* EXTRACT PROVIDED
/---

One Concept, One World
I love hearing stories about beginnings. A lot can lie in seeing something in its growth, but wonder lies in how something started.
Most of my days begin in one room on Mosholu Avenue in the northern part of Riverdale, a big hilly-and-healthy walk from the 242nd Street 1-train stop. It’s a small spot, indeed, and I often refer to it as my little cubbyhole.
Within this room is my living room, my kitchen, my little table I call my office. But in the end, it’s the beating heart of my business and where everything eventually comes back to. Every recipe, piece of writing, email, phone meeting, lesson plan, sketch and plan—it is all in here, and it’s just a small spot in saturated surroundings. I’m certainly not the first or last person to operate this way in the Bronx, but it definitely is a seed pushing its way out of concrete.
Like many, it took me a little while to navigate to this point. There were a few pit stops on the road, trying to decipher whatever messages life decided to throw in for good measure. I’d achieved my bachelor’s degree with a focus in art, and eventually my master’s degree in art education. My life eventually brought me to a place where I was able to develop a multifaceted career, and thus I humbly evolved into a conglomerate of a teacher/cook/artist/writer, but also my proudest role and venture: founder of my business, Create & Plate.
Create & Plate is devoted to helping create community through arts and food education. The concept is one I’ve always felt strongly about: both being able to help provide the keys and acknowledge the common ground we share in humanity. Just as we all have a lifelong affiliation with food, we also share mutual love of art, performance and constantly seeking and reminiscing on our great experiences from them. Advocating these universal concepts has been both my life’s passion and the work I’m most grateful to do.
To base operations out of the Bronx is an added personal connection. It’s a borough where many from my own family put down roots. Even before my father lived in the Bronx for a time while working as a physician in Co-Op City and formerly at Our Lady of Mercy Hospital, he was a Yankees fan in South Korea stretching back to the days of Yogi Berra. I was born in Albert Einstein Hospital and now also live in Riverdale with my husband, who also teaches in the area. Jerome Avenue was home to other relatives in the 1980s, as they once operated a neighborhood candy and stationery store. No matter where life has turned, there are still many things that always bring back memories: sights, smells, tastes, sounds, even how the air feels sometimes.
That said, it’s no wonder that the Bronx is a place where food and the arts have their own deep roots for many. Though the borough’s own beginnings have gone through constant surges of growth and decline, it still remains the foundation and motivation for many an artist and maker to build upon an idea. Its history encompasses both its roles as once a summer getaway for New York high society, as well as the legendary birthplace of hip-hop.

\---

[Entries drawn from a collection]
/---

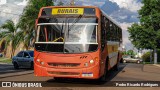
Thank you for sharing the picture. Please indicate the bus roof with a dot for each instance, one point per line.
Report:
(84, 7)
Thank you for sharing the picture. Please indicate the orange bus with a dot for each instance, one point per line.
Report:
(76, 42)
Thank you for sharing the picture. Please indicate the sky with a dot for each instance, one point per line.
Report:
(124, 12)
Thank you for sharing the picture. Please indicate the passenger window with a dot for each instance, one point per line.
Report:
(20, 54)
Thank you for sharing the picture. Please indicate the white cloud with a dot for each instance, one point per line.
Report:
(132, 5)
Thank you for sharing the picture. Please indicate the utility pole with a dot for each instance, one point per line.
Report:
(72, 3)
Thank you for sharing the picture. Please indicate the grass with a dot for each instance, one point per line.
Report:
(5, 60)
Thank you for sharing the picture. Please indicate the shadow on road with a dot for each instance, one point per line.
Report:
(8, 68)
(80, 82)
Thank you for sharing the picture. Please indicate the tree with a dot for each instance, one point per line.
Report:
(146, 35)
(10, 35)
(60, 3)
(27, 20)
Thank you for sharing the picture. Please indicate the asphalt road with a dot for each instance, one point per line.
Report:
(127, 72)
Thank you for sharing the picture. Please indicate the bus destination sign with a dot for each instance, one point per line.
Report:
(56, 11)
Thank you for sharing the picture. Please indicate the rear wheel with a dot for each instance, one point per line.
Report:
(16, 66)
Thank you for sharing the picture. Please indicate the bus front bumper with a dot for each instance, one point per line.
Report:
(87, 73)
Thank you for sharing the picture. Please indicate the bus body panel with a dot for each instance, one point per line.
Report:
(110, 56)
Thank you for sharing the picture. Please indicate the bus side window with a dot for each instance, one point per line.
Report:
(103, 41)
(107, 30)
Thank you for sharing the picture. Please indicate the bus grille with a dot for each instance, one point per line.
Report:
(63, 73)
(64, 64)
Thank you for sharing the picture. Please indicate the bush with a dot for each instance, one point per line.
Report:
(146, 57)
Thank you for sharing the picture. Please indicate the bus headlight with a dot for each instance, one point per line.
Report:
(38, 60)
(91, 61)
(86, 64)
(42, 63)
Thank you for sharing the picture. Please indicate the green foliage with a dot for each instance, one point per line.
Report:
(27, 20)
(146, 35)
(146, 57)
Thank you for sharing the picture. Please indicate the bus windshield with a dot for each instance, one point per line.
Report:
(67, 35)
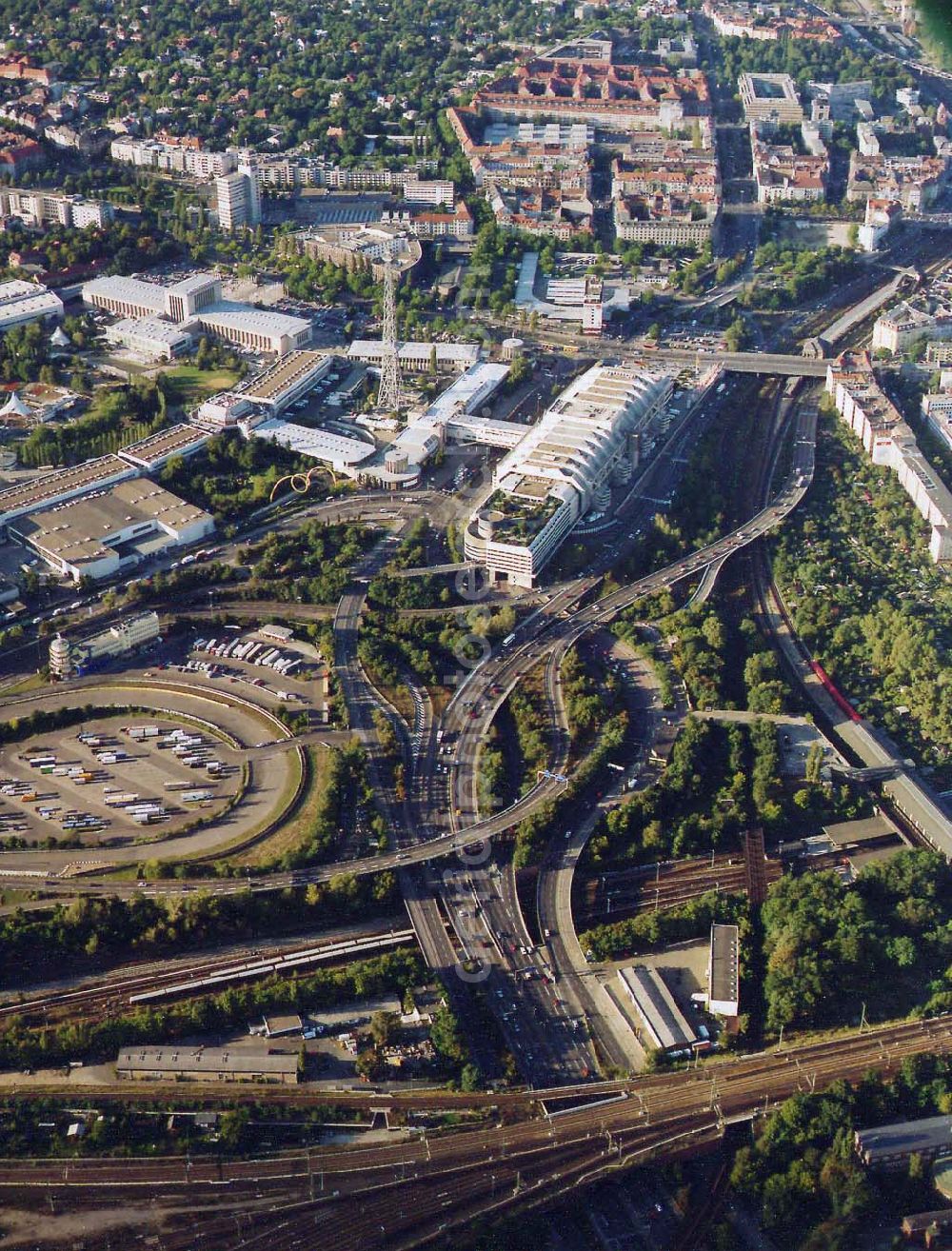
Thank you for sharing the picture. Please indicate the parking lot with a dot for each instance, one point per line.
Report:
(103, 785)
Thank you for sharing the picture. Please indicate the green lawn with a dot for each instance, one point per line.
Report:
(190, 386)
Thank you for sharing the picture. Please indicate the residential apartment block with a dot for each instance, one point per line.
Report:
(913, 182)
(782, 171)
(48, 208)
(889, 442)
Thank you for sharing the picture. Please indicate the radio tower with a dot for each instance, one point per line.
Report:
(389, 394)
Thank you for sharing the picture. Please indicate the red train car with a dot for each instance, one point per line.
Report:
(833, 692)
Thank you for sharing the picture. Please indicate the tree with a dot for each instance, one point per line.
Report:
(370, 1064)
(383, 1027)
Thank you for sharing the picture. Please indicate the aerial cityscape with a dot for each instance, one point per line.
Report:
(476, 626)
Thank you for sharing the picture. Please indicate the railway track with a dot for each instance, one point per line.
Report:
(401, 1195)
(199, 979)
(656, 887)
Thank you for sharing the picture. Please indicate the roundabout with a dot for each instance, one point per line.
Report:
(203, 775)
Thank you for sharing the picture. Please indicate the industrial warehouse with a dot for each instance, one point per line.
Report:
(108, 530)
(206, 1063)
(190, 307)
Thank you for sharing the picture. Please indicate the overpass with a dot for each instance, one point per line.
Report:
(736, 362)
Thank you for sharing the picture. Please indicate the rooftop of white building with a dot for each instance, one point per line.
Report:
(582, 429)
(244, 317)
(321, 445)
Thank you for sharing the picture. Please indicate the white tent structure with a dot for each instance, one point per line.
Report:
(14, 407)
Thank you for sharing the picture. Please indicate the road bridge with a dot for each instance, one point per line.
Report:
(736, 362)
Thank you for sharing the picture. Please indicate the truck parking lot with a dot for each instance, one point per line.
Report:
(110, 781)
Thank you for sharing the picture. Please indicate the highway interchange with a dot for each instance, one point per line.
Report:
(461, 891)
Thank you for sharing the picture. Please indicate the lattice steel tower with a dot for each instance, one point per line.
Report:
(389, 395)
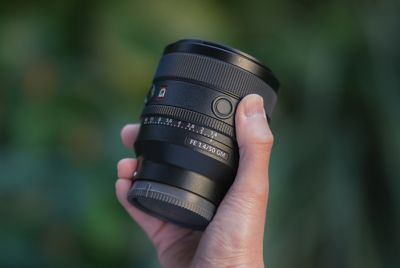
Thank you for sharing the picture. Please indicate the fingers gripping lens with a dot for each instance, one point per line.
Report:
(187, 150)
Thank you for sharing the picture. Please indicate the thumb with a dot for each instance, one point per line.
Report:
(248, 195)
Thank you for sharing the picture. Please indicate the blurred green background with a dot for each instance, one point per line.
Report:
(72, 73)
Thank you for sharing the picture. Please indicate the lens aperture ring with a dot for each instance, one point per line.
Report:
(190, 116)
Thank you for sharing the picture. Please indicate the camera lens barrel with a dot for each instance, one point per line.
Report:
(187, 150)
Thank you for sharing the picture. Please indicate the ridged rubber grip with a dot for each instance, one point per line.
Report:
(221, 75)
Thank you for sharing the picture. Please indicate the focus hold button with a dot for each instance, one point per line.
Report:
(222, 107)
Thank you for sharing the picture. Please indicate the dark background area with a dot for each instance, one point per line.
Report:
(72, 73)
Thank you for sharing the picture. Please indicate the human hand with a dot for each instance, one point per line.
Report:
(235, 235)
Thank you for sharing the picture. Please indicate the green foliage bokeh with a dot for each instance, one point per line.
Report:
(72, 73)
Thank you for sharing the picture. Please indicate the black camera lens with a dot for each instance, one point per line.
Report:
(187, 150)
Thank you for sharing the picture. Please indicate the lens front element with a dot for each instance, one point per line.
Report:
(187, 149)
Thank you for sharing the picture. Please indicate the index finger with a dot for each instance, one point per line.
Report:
(129, 134)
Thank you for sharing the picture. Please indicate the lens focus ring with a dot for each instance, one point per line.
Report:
(220, 75)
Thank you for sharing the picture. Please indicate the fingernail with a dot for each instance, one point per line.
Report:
(254, 106)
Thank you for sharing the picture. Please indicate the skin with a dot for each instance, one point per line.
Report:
(234, 238)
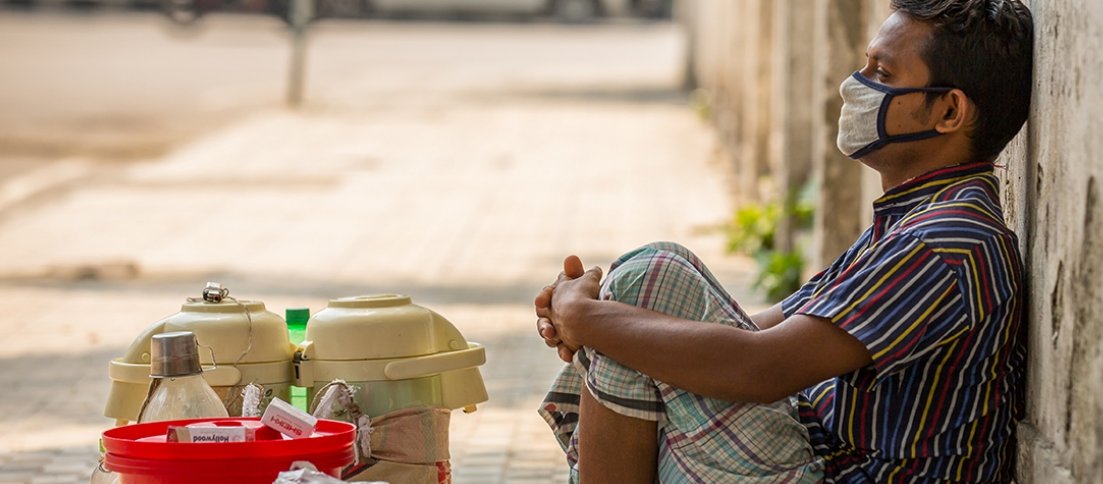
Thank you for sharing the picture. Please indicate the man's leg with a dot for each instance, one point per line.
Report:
(704, 438)
(614, 448)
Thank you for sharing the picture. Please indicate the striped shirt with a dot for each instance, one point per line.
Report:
(933, 290)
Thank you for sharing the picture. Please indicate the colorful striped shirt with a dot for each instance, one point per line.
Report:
(933, 290)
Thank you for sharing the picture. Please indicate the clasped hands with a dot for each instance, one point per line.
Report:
(558, 314)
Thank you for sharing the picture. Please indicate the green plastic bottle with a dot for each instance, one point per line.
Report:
(297, 331)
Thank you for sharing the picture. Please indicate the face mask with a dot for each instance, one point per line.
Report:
(865, 106)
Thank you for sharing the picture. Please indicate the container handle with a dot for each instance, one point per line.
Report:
(421, 366)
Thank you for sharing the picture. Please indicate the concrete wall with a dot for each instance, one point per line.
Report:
(1051, 194)
(1052, 199)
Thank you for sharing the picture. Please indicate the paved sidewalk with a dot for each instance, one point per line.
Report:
(468, 205)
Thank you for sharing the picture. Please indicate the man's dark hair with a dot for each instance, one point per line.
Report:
(984, 47)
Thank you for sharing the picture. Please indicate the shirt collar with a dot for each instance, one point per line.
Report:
(906, 196)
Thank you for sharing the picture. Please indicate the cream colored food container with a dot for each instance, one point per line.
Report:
(397, 354)
(224, 331)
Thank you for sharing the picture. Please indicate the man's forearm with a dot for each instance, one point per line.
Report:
(710, 359)
(769, 318)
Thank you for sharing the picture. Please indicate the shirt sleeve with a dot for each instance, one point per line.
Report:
(900, 299)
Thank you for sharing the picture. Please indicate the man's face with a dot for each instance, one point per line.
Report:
(895, 60)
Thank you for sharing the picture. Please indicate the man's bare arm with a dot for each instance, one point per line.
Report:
(769, 318)
(710, 359)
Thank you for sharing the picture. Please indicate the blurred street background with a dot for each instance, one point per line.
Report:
(451, 156)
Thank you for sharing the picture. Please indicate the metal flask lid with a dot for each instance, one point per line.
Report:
(174, 354)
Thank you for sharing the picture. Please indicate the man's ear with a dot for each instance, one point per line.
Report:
(955, 111)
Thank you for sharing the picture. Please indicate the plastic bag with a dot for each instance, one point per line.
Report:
(306, 473)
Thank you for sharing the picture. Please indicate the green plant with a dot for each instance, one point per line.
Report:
(752, 232)
(752, 228)
(779, 273)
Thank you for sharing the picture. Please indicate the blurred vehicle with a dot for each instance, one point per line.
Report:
(568, 10)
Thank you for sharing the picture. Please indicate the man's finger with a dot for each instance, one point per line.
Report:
(573, 267)
(547, 332)
(544, 298)
(566, 354)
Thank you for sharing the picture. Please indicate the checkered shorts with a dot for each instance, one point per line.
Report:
(699, 439)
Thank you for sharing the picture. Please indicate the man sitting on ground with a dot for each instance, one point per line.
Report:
(901, 362)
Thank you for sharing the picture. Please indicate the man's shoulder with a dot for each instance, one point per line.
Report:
(961, 216)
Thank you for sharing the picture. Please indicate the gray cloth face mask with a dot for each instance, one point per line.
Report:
(865, 107)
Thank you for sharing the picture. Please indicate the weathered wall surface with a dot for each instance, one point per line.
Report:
(1052, 194)
(1053, 199)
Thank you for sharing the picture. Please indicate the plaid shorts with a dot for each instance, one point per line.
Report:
(699, 439)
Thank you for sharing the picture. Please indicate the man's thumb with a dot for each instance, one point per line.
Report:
(573, 267)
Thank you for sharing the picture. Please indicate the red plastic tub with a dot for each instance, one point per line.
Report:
(140, 454)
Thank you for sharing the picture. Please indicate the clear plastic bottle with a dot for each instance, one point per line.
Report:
(186, 397)
(179, 390)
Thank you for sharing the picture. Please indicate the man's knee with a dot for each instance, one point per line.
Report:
(654, 276)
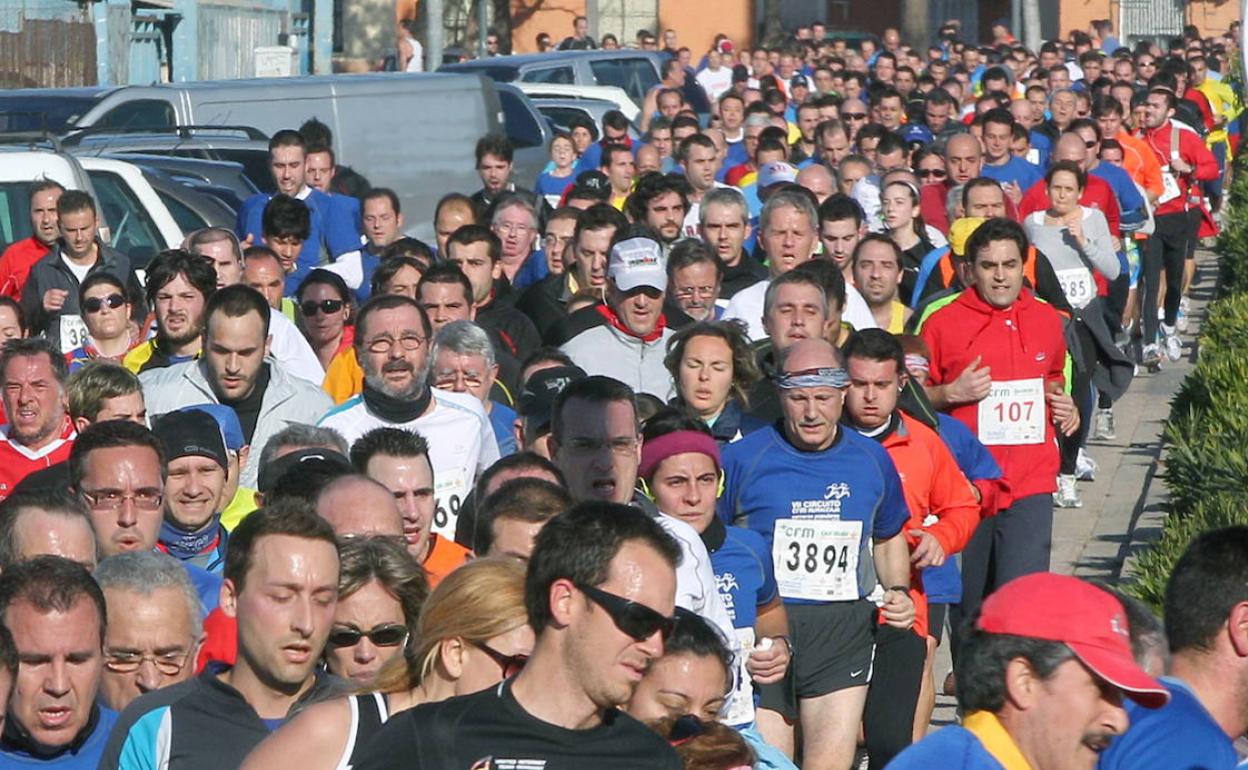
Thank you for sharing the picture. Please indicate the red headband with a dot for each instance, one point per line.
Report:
(678, 442)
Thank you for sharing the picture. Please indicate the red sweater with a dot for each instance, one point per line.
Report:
(16, 262)
(1192, 151)
(1023, 342)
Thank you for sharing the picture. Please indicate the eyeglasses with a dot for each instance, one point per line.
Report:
(637, 620)
(623, 446)
(325, 306)
(511, 664)
(94, 305)
(383, 345)
(112, 499)
(390, 634)
(127, 662)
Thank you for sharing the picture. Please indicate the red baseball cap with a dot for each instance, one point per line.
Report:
(1090, 620)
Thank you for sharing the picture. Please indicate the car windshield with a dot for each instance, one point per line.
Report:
(56, 114)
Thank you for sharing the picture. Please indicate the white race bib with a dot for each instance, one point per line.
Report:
(448, 494)
(740, 704)
(74, 333)
(816, 559)
(1077, 285)
(1170, 187)
(1014, 413)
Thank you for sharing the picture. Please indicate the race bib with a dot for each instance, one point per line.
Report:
(1077, 285)
(1170, 187)
(740, 705)
(448, 494)
(816, 559)
(74, 333)
(1014, 413)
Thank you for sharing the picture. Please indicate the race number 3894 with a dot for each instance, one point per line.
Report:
(816, 559)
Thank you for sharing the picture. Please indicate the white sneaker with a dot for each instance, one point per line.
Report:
(1173, 345)
(1085, 467)
(1103, 426)
(1067, 496)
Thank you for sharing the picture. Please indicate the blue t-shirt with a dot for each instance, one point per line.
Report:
(744, 575)
(86, 758)
(944, 584)
(1179, 735)
(502, 418)
(335, 227)
(1014, 170)
(771, 488)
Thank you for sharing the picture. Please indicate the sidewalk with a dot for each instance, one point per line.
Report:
(1123, 507)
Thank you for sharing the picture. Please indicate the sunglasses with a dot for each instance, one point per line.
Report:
(94, 305)
(391, 634)
(511, 664)
(325, 306)
(637, 620)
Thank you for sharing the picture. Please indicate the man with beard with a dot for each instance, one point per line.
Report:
(392, 345)
(660, 204)
(236, 370)
(179, 287)
(39, 433)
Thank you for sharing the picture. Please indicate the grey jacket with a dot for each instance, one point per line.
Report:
(287, 401)
(608, 351)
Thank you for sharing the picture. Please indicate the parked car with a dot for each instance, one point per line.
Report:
(381, 122)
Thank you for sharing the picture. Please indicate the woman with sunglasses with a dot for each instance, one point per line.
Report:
(323, 303)
(714, 370)
(106, 317)
(472, 633)
(381, 590)
(899, 206)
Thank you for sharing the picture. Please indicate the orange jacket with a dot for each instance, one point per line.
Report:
(934, 487)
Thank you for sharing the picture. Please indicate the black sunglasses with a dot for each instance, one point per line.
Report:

\---

* QUESTIONS ON THE MATERIAL
[A] Decide whether each statement agrees with the Create & Plate essay, answering yes or no and quoting the words of the essay that settle it: (i) The writer's father once worked as a physician at Our Lady of Mercy Hospital. (ii) The writer was born in Co-Op City. (iii) Relatives of the writer ran a candy and stationery store on Jerome Avenue in the 1990s.
[B] Carry the Create & Plate essay forward, starting after its last sentence.
These lines have no connection to the Create & Plate essay.

* YOUR RESPONSES
[A]
(i) Yes: "while working as a physician in Co-Op City and formerly at Our Lady of Mercy Hospital."
(ii) No: "I was born in Albert Einstein Hospital."
(iii) No: "Jerome Avenue was home to other relatives in the 1980s, as they once operated a neighborhood candy and stationery store."

[B]
It’s a place where bodega chopped cheese and an upscale casual restaurant in the New York Botanical Gardens can exist together, in the same realm of value. Even now, Arthur Avenue carries with it the same concept of family-based, fresh-made food, along with S & S Cheesecake and Lloyd’s Carrot Cake carrying out their own distinct quality for decades. Nearly everyone has a story that involves a City Island seafood meal and running out there when one wanted to feel like they were somewhere else other than New York.
In my years of working in art, education and food, I’ve consistently found that each area really will give you a full picture of what can happen when the focus becomes to proactively seek and make something. Everyone’s struggle is translated into something greater, and thus takes form in the joys they project. In continuing to pursue this, I hope to meet more people sharing our human needs to be thoughtful, fed and enlightened. Above all, my mission is to shine a light constantly on the fact that we all share more similarities in our lives than differences. Particularly, within the possibilities of what we can create, and how we can best manifest this energy towards bringing everyone to the table.
Where many things in the future are uncertain, there is still the commitment for my hope in this endeavor. However the road is chosen for the day—to cook or teach, formulate, brainstorm, execute, putting it to paper or a roomful of people—it is all truly part of the grand idea. Each day is a step, and it’s reflected in the motto: One meal, One piece, One performance at a time. I want to do my part to ultimately aim towards better days ahead, using things that can delve into a person’s greatest potential. There have certainly been struggles to overcome, but there is a cause greater than myself I hope to contribute to. The wheels are in motion for all of us to make something better, even on the days the rain will pour down the hardest.